━━ RECORD EXTRACTS
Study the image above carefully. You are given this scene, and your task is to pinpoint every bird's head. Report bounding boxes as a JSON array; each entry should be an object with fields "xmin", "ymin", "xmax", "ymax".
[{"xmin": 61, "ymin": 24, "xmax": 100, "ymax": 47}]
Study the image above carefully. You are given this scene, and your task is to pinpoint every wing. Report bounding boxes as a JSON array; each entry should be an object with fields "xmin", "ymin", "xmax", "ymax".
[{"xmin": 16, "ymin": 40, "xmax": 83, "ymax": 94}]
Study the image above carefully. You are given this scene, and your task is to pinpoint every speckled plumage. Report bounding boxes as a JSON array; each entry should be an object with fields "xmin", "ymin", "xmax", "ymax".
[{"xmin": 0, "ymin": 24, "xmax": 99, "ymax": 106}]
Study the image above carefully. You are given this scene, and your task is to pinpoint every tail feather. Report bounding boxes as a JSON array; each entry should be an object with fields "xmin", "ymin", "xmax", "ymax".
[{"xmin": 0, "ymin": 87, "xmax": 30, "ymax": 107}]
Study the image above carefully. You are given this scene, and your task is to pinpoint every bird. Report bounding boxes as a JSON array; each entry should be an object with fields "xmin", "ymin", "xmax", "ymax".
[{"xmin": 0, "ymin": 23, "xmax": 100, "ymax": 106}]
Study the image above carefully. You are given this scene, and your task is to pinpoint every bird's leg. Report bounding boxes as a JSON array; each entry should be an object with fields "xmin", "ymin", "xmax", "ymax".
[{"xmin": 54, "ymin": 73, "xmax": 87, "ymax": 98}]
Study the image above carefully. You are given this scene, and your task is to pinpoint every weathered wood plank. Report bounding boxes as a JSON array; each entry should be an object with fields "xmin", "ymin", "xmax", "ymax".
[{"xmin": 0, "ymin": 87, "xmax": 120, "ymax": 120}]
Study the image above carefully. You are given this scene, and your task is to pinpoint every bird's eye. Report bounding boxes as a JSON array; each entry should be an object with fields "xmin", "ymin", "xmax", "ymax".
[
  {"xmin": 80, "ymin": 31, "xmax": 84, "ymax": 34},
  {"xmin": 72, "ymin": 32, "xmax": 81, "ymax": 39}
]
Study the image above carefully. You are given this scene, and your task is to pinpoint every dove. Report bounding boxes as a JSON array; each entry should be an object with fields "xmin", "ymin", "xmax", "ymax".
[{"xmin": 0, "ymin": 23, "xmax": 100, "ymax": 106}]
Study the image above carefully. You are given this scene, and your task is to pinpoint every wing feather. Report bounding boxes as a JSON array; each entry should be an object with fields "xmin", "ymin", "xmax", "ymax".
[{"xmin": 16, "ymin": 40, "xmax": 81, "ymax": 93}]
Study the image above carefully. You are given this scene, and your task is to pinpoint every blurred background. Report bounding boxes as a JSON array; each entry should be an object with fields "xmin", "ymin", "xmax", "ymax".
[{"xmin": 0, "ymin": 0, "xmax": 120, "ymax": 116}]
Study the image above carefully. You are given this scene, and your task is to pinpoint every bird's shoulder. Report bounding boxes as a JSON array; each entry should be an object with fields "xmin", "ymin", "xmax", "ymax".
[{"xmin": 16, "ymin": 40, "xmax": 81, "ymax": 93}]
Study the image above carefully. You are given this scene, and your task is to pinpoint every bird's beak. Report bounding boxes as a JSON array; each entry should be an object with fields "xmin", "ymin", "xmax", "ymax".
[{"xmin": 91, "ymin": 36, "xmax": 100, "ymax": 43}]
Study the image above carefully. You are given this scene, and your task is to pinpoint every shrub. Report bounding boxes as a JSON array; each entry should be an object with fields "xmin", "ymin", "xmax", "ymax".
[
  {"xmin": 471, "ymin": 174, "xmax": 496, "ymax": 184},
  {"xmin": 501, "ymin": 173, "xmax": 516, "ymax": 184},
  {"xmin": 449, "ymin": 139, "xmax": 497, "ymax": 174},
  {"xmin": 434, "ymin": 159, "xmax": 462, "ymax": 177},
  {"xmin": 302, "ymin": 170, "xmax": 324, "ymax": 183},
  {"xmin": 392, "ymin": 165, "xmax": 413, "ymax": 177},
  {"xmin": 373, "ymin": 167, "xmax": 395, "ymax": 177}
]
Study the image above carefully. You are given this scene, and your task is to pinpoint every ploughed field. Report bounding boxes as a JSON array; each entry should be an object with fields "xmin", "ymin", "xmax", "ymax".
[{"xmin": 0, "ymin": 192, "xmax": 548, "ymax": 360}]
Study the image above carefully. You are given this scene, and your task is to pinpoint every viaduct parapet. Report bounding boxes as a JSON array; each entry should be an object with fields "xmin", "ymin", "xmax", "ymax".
━━━━
▶ OBJECTIVE: Determine how many lines of the rows above contain the string "feather", treating uppercase and lowercase as distinct. Reply with the number alone.

▶ THE OUTPUT: 2